## Begin

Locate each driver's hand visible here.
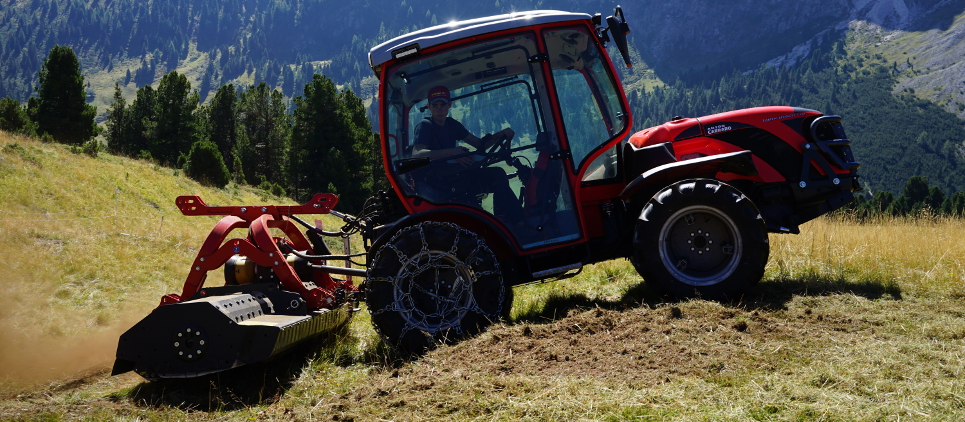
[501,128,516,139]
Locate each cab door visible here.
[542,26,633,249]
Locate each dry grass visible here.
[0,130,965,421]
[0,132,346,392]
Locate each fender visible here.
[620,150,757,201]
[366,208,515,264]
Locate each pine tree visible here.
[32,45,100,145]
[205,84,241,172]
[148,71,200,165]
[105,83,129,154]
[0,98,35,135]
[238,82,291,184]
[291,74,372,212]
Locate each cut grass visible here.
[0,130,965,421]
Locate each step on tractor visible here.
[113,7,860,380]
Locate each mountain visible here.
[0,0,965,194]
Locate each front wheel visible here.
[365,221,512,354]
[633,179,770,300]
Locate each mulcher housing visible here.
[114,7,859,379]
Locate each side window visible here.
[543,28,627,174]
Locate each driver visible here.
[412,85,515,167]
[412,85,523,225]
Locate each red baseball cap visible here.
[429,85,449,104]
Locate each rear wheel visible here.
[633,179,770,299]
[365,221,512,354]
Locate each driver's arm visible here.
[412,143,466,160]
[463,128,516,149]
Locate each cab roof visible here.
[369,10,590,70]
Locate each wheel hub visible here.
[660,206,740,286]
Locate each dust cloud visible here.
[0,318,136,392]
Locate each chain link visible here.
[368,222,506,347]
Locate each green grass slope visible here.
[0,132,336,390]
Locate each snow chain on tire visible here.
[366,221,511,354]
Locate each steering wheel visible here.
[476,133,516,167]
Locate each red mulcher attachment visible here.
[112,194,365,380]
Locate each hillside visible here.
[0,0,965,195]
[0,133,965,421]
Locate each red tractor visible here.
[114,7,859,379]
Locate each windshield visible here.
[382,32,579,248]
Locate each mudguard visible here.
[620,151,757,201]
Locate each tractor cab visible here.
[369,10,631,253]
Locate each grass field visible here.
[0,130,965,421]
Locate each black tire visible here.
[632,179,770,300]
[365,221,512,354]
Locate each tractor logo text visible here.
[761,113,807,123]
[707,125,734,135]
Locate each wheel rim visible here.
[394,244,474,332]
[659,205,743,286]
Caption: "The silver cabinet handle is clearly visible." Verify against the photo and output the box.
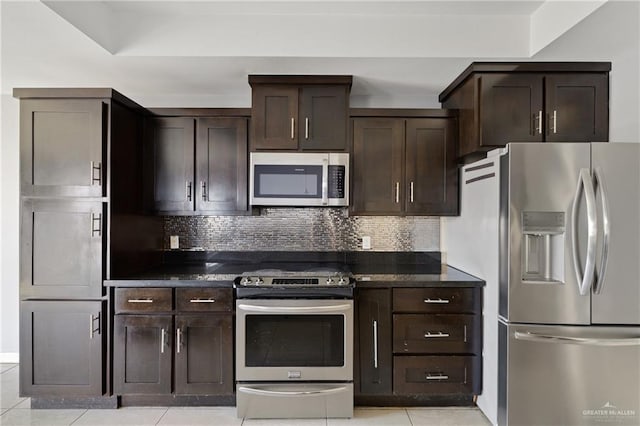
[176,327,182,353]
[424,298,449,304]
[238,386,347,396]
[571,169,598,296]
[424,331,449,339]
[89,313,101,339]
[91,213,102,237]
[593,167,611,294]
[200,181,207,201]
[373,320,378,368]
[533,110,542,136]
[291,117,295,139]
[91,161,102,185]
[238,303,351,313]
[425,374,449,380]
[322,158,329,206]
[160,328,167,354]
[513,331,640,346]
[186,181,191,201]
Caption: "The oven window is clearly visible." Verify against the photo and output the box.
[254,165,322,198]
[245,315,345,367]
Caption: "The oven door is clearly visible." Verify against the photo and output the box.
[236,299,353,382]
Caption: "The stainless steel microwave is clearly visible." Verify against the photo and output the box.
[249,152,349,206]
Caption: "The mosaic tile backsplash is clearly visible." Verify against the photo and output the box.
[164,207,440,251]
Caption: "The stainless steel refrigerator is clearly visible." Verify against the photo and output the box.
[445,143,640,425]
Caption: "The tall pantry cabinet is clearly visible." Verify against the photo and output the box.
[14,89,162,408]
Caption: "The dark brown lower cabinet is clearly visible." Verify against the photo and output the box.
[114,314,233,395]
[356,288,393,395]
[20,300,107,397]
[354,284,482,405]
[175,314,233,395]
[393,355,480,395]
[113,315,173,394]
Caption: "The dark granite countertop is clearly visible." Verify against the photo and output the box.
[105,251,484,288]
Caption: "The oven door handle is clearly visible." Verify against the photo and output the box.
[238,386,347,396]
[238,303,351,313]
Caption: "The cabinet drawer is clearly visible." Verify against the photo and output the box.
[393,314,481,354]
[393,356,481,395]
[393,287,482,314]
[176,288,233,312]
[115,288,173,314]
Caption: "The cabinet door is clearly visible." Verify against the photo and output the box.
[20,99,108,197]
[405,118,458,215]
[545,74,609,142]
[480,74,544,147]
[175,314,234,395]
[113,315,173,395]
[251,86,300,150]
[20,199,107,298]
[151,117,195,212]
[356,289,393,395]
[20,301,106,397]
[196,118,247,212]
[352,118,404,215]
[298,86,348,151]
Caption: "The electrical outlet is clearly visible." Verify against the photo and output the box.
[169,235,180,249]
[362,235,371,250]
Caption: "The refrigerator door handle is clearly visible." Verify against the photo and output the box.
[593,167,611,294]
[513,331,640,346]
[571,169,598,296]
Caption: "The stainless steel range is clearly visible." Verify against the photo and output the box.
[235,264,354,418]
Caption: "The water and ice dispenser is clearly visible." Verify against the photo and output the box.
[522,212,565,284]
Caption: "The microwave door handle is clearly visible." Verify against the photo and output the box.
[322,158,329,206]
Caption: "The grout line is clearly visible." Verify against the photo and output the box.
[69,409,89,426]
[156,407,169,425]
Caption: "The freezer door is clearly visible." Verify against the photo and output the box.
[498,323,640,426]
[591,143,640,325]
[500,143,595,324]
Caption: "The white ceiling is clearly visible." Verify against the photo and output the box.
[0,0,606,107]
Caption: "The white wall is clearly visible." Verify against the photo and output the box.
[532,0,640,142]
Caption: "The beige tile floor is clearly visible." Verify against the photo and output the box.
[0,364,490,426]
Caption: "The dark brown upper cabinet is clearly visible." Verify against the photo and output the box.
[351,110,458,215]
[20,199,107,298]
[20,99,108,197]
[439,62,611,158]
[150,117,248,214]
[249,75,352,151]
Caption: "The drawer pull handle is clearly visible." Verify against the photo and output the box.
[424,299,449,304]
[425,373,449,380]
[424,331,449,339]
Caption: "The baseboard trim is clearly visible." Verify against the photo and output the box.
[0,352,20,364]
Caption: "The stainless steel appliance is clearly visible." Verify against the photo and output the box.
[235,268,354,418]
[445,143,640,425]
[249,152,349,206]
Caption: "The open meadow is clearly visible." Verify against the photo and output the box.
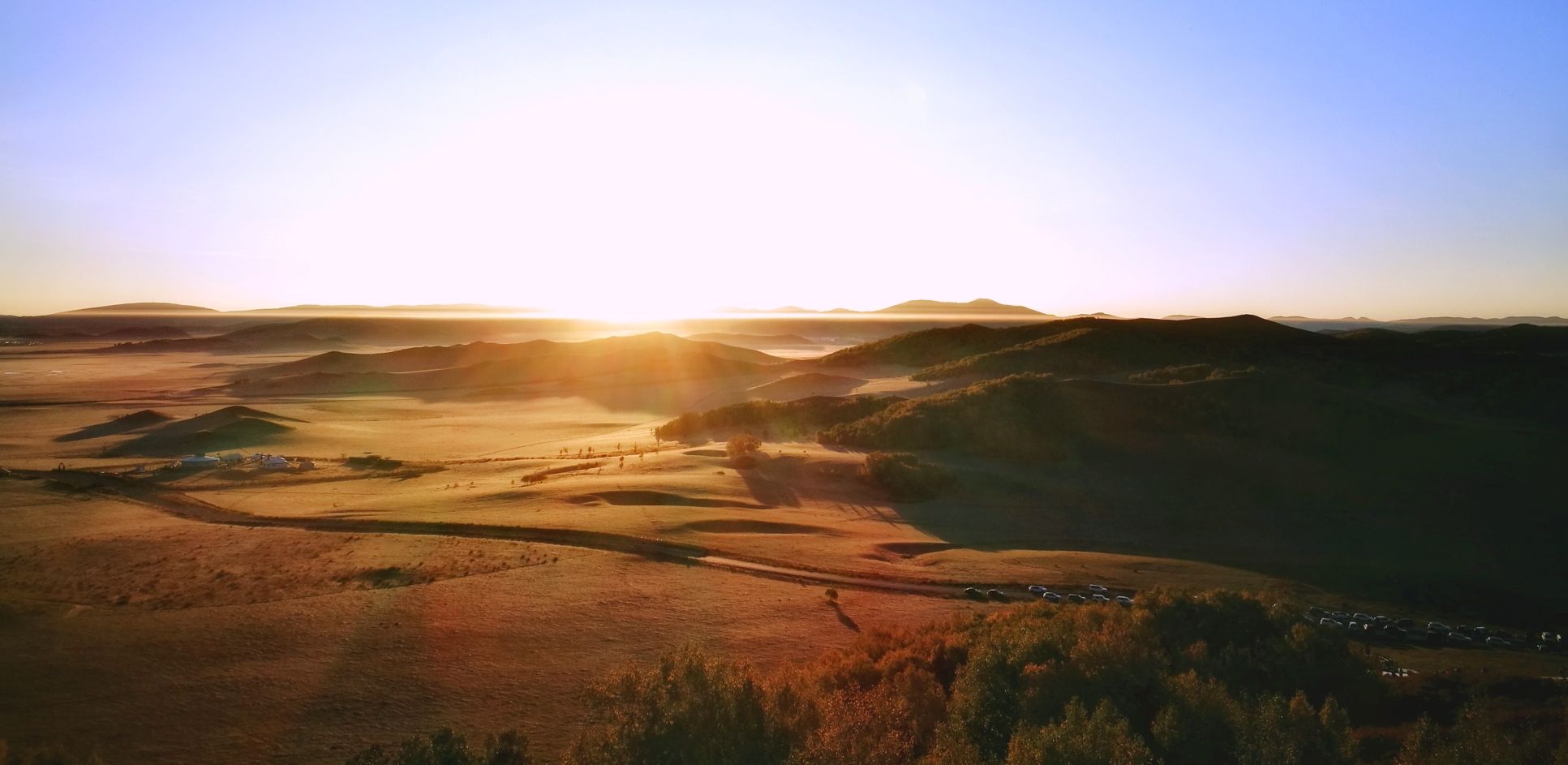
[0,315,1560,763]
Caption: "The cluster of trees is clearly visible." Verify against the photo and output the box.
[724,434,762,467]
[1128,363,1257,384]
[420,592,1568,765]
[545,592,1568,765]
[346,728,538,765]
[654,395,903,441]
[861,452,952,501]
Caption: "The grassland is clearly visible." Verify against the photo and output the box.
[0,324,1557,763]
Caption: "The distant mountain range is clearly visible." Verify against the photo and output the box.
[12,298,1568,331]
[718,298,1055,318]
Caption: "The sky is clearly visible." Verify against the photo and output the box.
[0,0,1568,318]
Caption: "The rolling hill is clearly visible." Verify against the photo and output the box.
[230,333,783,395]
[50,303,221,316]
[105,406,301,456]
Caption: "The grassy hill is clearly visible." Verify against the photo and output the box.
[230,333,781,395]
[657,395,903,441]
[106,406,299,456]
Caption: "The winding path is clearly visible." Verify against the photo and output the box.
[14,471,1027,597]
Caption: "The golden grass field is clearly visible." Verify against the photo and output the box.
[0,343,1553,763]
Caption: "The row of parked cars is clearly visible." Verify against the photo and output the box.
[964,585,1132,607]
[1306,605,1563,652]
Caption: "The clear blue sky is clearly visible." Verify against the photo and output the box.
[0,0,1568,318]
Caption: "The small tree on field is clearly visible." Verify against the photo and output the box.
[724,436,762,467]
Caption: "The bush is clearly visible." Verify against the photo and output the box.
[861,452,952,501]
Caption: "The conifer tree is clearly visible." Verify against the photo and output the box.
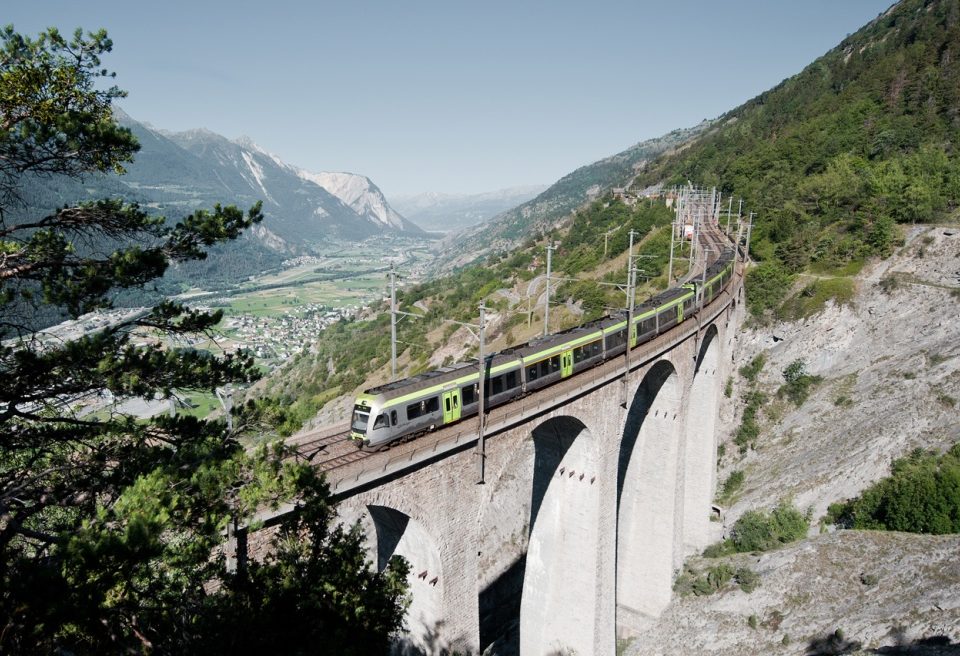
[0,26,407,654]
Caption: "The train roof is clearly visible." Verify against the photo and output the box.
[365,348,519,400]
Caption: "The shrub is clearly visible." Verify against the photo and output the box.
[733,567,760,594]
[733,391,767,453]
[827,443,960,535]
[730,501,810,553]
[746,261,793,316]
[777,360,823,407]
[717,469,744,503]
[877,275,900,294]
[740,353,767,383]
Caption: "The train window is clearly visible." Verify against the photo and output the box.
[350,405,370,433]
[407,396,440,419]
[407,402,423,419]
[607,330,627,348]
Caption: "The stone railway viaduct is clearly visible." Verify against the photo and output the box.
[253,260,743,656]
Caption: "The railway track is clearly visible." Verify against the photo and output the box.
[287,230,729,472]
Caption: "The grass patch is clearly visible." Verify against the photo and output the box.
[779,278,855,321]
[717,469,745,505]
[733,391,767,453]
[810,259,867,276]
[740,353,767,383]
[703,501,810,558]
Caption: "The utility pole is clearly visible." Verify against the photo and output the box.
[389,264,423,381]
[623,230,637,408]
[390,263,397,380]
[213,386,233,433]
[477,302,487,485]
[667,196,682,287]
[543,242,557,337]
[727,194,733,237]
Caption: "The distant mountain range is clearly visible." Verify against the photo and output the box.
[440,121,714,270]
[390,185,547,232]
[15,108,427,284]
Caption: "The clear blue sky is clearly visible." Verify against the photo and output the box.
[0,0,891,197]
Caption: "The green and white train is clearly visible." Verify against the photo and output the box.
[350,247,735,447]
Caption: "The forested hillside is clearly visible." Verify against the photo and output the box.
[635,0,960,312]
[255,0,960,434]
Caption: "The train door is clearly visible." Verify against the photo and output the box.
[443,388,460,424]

## End

Copy the records from the line that contains "golden grass field" through the line that contains "[607,330,627,348]", substituting "hedge" for "shrub" and leaving everything else the same. Leave the pictures out of your answer.

Caption: "The golden grass field is clearly visible." Verify against the photo and output the box.
[0,343,1553,763]
Caption: "The row of parked cars is clearly visible." Verify against the photo and output the box.
[964,585,1132,607]
[1306,605,1563,652]
Caption: "The clear blue sky is clearly visible." Verify against the photo and output the box.
[0,0,1568,318]
Caption: "The small tree on field is clearly visible." Verify against the photo and output the box.
[724,436,762,467]
Caption: "The bush is clearly visible." Verify against the photo and output the box.
[861,452,952,501]
Caption: "The conifer tree is clearly visible." Verify against the photo and output the box.
[0,26,407,654]
Caption: "The train roof is clearly visible." Verify against the photo and output the box.
[365,348,519,400]
Caption: "The hedge is clearly visible." Verify against the photo and output the box.
[733,567,760,594]
[733,391,767,453]
[827,443,960,535]
[730,501,810,553]
[746,261,793,316]
[777,360,823,407]
[717,469,744,503]
[877,275,900,294]
[740,353,767,383]
Caption: "The train window is clearly visible." Verify against the photo and output the box.
[350,405,370,433]
[407,396,440,419]
[407,402,423,419]
[607,330,627,348]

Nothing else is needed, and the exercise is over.